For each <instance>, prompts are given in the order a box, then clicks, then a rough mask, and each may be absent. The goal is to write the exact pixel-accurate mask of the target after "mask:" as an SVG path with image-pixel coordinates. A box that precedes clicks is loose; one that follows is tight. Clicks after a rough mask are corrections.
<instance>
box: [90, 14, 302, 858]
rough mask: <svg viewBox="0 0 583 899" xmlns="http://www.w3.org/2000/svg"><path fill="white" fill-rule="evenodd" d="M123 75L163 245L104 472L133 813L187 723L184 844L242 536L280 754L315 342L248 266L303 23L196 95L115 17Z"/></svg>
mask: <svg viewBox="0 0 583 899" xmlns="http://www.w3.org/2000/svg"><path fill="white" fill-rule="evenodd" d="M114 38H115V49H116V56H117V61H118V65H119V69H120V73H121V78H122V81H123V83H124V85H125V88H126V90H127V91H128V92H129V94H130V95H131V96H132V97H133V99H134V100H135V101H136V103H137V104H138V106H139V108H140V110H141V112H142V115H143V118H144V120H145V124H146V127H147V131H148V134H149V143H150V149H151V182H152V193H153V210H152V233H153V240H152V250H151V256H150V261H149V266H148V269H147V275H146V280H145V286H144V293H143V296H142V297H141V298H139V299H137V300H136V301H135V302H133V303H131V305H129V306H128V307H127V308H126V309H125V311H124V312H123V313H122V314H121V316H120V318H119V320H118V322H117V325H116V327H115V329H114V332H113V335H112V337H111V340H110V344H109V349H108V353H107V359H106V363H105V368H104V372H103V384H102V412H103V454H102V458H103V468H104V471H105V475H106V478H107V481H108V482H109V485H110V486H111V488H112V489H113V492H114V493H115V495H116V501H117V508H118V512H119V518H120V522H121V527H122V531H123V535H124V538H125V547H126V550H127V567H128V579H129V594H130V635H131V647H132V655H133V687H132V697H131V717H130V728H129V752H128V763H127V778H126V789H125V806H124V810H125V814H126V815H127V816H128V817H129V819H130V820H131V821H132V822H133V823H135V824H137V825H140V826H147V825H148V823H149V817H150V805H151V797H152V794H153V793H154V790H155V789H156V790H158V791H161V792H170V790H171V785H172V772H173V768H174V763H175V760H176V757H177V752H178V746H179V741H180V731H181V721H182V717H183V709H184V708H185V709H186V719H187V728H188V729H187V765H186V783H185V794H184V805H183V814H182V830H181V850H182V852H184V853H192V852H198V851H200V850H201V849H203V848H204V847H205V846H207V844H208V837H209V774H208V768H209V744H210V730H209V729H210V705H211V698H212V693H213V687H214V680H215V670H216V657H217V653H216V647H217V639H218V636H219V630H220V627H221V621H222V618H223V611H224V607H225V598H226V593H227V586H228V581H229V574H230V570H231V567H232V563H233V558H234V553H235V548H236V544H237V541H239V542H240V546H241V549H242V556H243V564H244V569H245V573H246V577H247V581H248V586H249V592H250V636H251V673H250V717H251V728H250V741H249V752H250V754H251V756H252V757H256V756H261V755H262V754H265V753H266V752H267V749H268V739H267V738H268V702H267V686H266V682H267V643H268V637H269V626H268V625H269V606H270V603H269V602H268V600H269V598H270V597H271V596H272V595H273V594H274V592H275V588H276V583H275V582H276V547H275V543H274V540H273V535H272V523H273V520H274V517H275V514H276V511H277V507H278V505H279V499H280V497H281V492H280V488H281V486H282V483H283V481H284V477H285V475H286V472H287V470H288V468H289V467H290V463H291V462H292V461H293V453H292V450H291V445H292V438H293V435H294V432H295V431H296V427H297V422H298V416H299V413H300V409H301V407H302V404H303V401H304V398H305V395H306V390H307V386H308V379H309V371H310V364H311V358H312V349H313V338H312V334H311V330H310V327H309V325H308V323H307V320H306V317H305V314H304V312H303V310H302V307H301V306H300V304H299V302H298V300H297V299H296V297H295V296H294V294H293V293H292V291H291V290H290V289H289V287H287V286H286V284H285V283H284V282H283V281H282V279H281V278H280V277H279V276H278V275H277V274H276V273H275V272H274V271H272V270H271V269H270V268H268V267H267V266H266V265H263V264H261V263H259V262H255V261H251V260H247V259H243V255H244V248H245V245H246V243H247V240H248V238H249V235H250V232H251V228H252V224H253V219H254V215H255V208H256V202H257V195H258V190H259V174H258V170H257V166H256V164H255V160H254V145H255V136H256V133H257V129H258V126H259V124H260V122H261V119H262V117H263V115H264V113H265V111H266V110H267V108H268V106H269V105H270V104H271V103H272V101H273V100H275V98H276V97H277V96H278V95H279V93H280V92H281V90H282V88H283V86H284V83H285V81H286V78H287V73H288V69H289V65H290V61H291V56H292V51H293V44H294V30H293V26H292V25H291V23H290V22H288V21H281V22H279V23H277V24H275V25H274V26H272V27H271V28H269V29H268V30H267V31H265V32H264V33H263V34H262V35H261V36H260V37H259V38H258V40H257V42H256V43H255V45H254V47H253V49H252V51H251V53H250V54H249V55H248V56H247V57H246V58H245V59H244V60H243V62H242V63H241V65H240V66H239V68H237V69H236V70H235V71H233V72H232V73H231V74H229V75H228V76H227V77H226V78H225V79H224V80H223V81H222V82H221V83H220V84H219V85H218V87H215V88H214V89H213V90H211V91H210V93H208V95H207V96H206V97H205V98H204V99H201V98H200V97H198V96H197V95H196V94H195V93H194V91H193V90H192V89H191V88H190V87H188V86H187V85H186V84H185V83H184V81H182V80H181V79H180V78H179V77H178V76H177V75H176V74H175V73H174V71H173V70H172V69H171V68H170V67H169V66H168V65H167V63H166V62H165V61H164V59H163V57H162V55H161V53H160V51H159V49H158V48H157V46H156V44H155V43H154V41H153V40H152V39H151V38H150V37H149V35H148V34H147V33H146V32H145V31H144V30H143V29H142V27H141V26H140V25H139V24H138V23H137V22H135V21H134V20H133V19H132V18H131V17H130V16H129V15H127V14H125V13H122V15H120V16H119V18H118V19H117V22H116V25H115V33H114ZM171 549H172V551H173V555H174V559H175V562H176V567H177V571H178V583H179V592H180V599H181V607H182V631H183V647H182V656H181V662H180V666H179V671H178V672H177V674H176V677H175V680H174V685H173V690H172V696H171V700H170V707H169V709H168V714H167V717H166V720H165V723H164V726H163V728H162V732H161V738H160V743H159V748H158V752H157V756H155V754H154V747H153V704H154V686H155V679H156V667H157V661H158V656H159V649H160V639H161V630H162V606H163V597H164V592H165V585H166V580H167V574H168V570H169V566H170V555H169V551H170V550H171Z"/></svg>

### DESCRIPTION OF THE TASK:
Please return every line of the records above unchanged, character for character.

### SOLUTION:
For each <instance>, prompts are given in the order a box, then clicks, then a rough mask, and each may be absent. The goal is to write the exact pixel-accurate mask of the target after "mask:" as an SVG path with image-pixel coordinates. A box that precedes clicks is loose; one that follows is tight. Clicks after a rough mask are corrections.
<instance>
box: [90, 14, 302, 858]
rough mask: <svg viewBox="0 0 583 899" xmlns="http://www.w3.org/2000/svg"><path fill="white" fill-rule="evenodd" d="M123 75L163 245L104 472L133 813L187 723L184 844L242 536L280 754L315 342L248 266L303 23L196 95L115 17Z"/></svg>
mask: <svg viewBox="0 0 583 899" xmlns="http://www.w3.org/2000/svg"><path fill="white" fill-rule="evenodd" d="M114 38H115V49H116V56H117V61H118V65H119V69H120V73H121V78H122V81H123V83H124V85H125V88H126V90H127V91H128V92H129V94H130V95H131V96H132V97H133V99H134V100H135V101H136V103H137V104H138V106H139V108H140V110H141V112H142V115H143V118H144V120H145V124H146V127H147V131H148V134H149V143H150V149H151V182H152V193H153V210H152V233H153V240H152V250H151V256H150V261H149V266H148V269H147V275H146V280H145V286H144V293H143V296H142V297H141V298H139V299H137V300H136V301H135V302H133V303H131V305H129V306H128V307H127V308H126V309H125V311H124V312H123V313H122V314H121V316H120V318H119V320H118V322H117V325H116V327H115V329H114V332H113V335H112V337H111V340H110V344H109V349H108V353H107V359H106V363H105V368H104V372H103V384H102V412H103V454H102V458H103V468H104V471H105V475H106V478H107V481H108V482H109V485H110V486H111V488H112V489H113V492H114V493H115V495H116V501H117V508H118V512H119V518H120V522H121V527H122V531H123V535H124V538H125V547H126V550H127V567H128V579H129V594H130V635H131V647H132V655H133V687H132V697H131V717H130V728H129V752H128V763H127V778H126V789H125V806H124V810H125V814H126V815H127V816H128V817H129V819H130V820H131V821H132V822H133V823H135V824H137V825H140V826H147V825H148V823H149V817H150V805H151V797H152V794H153V793H154V790H155V789H156V790H158V791H161V792H170V790H171V785H172V772H173V768H174V763H175V760H176V757H177V752H178V746H179V741H180V731H181V721H182V717H183V709H184V708H185V709H186V719H187V728H188V729H187V765H186V783H185V794H184V805H183V814H182V830H181V850H182V852H184V853H192V852H198V851H200V850H201V849H203V848H204V847H205V846H207V844H208V837H209V774H208V768H209V744H210V730H209V729H210V705H211V698H212V693H213V687H214V680H215V670H216V657H217V653H216V647H217V639H218V636H219V630H220V627H221V621H222V618H223V611H224V607H225V598H226V593H227V586H228V581H229V574H230V570H231V567H232V563H233V558H234V553H235V548H236V544H237V541H239V542H240V546H241V549H242V556H243V564H244V569H245V573H246V577H247V581H248V586H249V592H250V636H251V673H250V717H251V728H250V741H249V752H250V754H251V756H252V757H256V756H261V755H262V754H265V753H266V752H267V749H268V739H267V738H268V702H267V686H266V682H267V643H268V637H269V626H268V625H269V606H270V603H269V602H268V600H269V598H270V597H271V596H272V595H273V594H274V592H275V588H276V583H275V582H276V547H275V543H274V540H273V535H272V523H273V520H274V517H275V514H276V511H277V507H278V505H279V499H280V497H281V492H280V488H281V486H282V483H283V481H284V477H285V475H286V472H287V470H288V468H289V467H290V463H291V462H292V461H293V453H292V450H291V445H292V438H293V435H294V432H295V431H296V427H297V422H298V416H299V413H300V409H301V407H302V404H303V401H304V398H305V395H306V390H307V386H308V379H309V371H310V364H311V358H312V349H313V338H312V334H311V330H310V327H309V325H308V323H307V320H306V317H305V314H304V312H303V310H302V307H301V306H300V304H299V302H298V300H297V299H296V297H295V296H294V294H293V293H292V291H291V290H290V289H289V287H287V286H286V284H285V283H284V282H283V281H282V279H281V278H280V277H279V276H278V275H277V274H276V273H275V272H274V271H272V270H271V269H270V268H268V267H267V266H266V265H263V264H261V263H259V262H255V261H251V260H247V259H243V255H244V248H245V245H246V243H247V240H248V238H249V235H250V232H251V228H252V224H253V219H254V215H255V208H256V202H257V195H258V190H259V174H258V170H257V166H256V164H255V160H254V145H255V136H256V133H257V129H258V126H259V124H260V122H261V119H262V117H263V115H264V113H265V111H266V110H267V108H268V106H269V105H270V104H271V103H272V101H273V100H275V98H276V97H277V96H278V95H279V93H280V92H281V90H282V88H283V86H284V83H285V81H286V78H287V73H288V69H289V65H290V61H291V56H292V51H293V44H294V30H293V26H292V25H291V23H290V22H288V21H281V22H279V23H277V24H275V25H274V26H272V27H271V28H269V29H268V30H267V31H265V32H264V33H263V34H262V35H261V36H260V37H259V38H258V40H257V42H256V43H255V45H254V47H253V49H252V51H251V53H250V54H249V55H248V56H247V57H246V58H245V59H244V60H243V62H242V63H241V65H240V66H239V68H237V69H236V70H235V71H233V72H232V73H231V74H229V75H228V76H227V77H226V78H225V79H224V80H223V81H222V82H221V83H220V84H219V85H218V87H215V88H214V89H213V90H211V91H210V93H208V95H207V96H206V97H205V98H204V99H201V98H200V97H198V96H197V95H196V94H195V93H194V91H193V90H192V89H191V88H190V87H188V86H187V85H186V84H185V83H184V81H182V80H181V79H180V78H179V77H178V76H177V75H176V74H175V73H174V71H173V70H172V69H171V68H170V67H169V66H168V65H167V63H166V62H165V61H164V59H163V57H162V55H161V53H160V51H159V49H158V48H157V46H156V44H155V43H154V41H153V40H152V39H151V38H150V37H149V35H148V34H147V33H146V32H145V31H144V30H143V29H142V27H141V26H140V25H139V24H138V23H137V22H135V21H134V20H133V19H132V18H131V17H130V16H129V15H127V14H125V13H122V15H120V16H119V18H118V19H117V22H116V25H115V33H114ZM171 549H172V551H173V555H174V559H175V562H176V567H177V571H178V583H179V592H180V599H181V607H182V631H183V647H182V656H181V662H180V666H179V671H178V672H177V674H176V677H175V680H174V685H173V690H172V696H171V700H170V707H169V709H168V714H167V717H166V720H165V723H164V726H163V728H162V732H161V738H160V743H159V748H158V752H157V756H155V754H154V747H153V704H154V686H155V679H156V667H157V661H158V656H159V649H160V639H161V630H162V606H163V597H164V592H165V585H166V580H167V574H168V570H169V566H170V555H169V551H170V550H171Z"/></svg>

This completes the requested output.